## PROVIDED TEXT
########

Assuming complete digestion, an intact intestine, a sturdy constitution, and minimal antigenic exposure such that the immune system is not overwhelmed, all goes well. A problem in one or more of these areas can result in immune attacks upon foods as if they were foreign invaders. Your pet’s immune system will actually produce abnormally large amounts of an antibody called immunoglobulin, or IgE for short. These IgE antibodies fight the “enemy” food allergens by releasing histamine and other chemicals, which trigger the symptoms of an allergy.

########

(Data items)
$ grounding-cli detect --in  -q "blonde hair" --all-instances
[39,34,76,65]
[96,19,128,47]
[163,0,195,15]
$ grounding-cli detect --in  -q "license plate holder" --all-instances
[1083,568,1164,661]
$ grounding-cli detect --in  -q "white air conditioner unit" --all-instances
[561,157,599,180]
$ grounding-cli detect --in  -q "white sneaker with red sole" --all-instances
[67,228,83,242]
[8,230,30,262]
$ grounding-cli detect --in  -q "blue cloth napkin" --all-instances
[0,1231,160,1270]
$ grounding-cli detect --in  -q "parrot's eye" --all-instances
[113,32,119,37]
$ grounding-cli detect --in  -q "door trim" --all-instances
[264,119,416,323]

########

## CHECK YOUR UNDERSTANDING
a: In the passage on pet food allergies, what antibody does a pet's immune system produce in abnormally large amounts?
b: From the passage on pet food allergies, copy out the part that begins at the words "Assuming complete digestion, an" and stops after "of an allergy.".

## TASK RESPONSES
a: Immunoglobulin, or IgE.

b:
Assuming complete digestion, an intact intestine, a sturdy constitution, and minimal antigenic exposure such that the immune system is not overwhelmed, all goes well. A problem in one or more of these areas can result in immune attacks upon foods as if they were foreign invaders. Your pet’s immune system will actually produce abnormally large amounts of an antibody called immunoglobulin, or IgE for short. These IgE antibodies fight the “enemy” food allergens by releasing histamine and other chemicals, which trigger the symptoms of an allergy.